Sec. 40.253 What are the procedures for conducting an alcohol
confirmation test?
As the BAT conducting an alcohol confirmation test, you must follow
these steps in order to complete the confirmation test process:
(a) In the presence of the employee, you must conduct an air blank
on the EBT you are using before beginning the confirmation test and
show the reading to the employee.
(1) If the reading is 0.00, the test may proceed. If the reading is
greater than 0.00, you must conduct another air blank.
(2) If the reading on the second air blank is 0.00, the test may
proceed. If the reading is greater than 0.00, you must take the EBT out
of service.
(3) If you take an EBT out of service for this reason, no one may
use it for testing until the EBT is found to be
[[Page 79559]]
within tolerance limits on an external check of calibration.
(4) You must proceed with the test of the employee using another
EBT, if one is available.
(b) You must open a new individually wrapped or sealed mouthpiece
in view of the employee and insert it into the device in accordance
with the manufacturer's instructions.
(c) You must ensure that you and the employee read the sequential
test number displayed on the EBT.
(d) You must instruct the employee to blow steadily and forcefully
into the mouthpiece for at least six seconds or until the device
indicates that an adequate amount of breath has been obtained.
(e) You must show the employee the result displayed on the EBT.
(f) You must show the employee the result and unique test number
that the EBT prints out either directly onto the ATF or onto a separate
printout.

━━━

» **Instructions**:
**A)** Decide whether each statement agrees with the alcohol confirmation test procedures. Answer yes or no for each, and quote the words of the text that decide it: (i) an EBT must be taken out of service if its second air blank reads greater than 0.00; (ii) the employee must blow into the mouthpiece for at least ten seconds; (iii) the mouthpiece may be opened out of the employee's sight.
**B)** Rewrite the paragraph of the alcohol confirmation test procedures that begins "(d) You must instruct the employee" in fewer words, keeping its main facts.
The lines that follow come from a separate source.

━━━

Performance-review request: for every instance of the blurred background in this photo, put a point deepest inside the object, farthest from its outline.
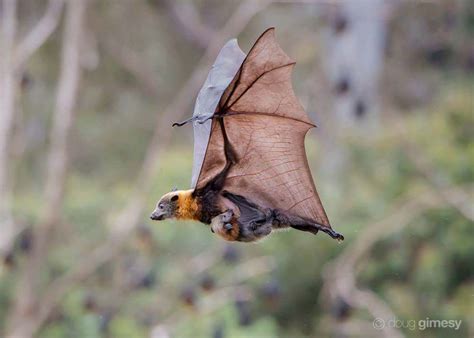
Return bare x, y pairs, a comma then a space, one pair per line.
88, 92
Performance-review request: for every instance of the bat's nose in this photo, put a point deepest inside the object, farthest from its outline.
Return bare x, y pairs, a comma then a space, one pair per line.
156, 217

━━━

» **Task solutions**:
**A)**
(i) Yes: "If the reading on the second air blank is 0.00, the test may proceed. If the reading is greater than 0.00, you must take the EBT out of service."
(ii) No: "for at least six seconds or until the device indicates that an adequate amount of breath has been obtained"
(iii) No: "You must open a new individually wrapped or sealed mouthpiece in view of the employee"

**B)** (d) Direct the employee to blow steadily and forcefully into the mouthpiece for six seconds or more, or until the device shows that enough breath has been obtained.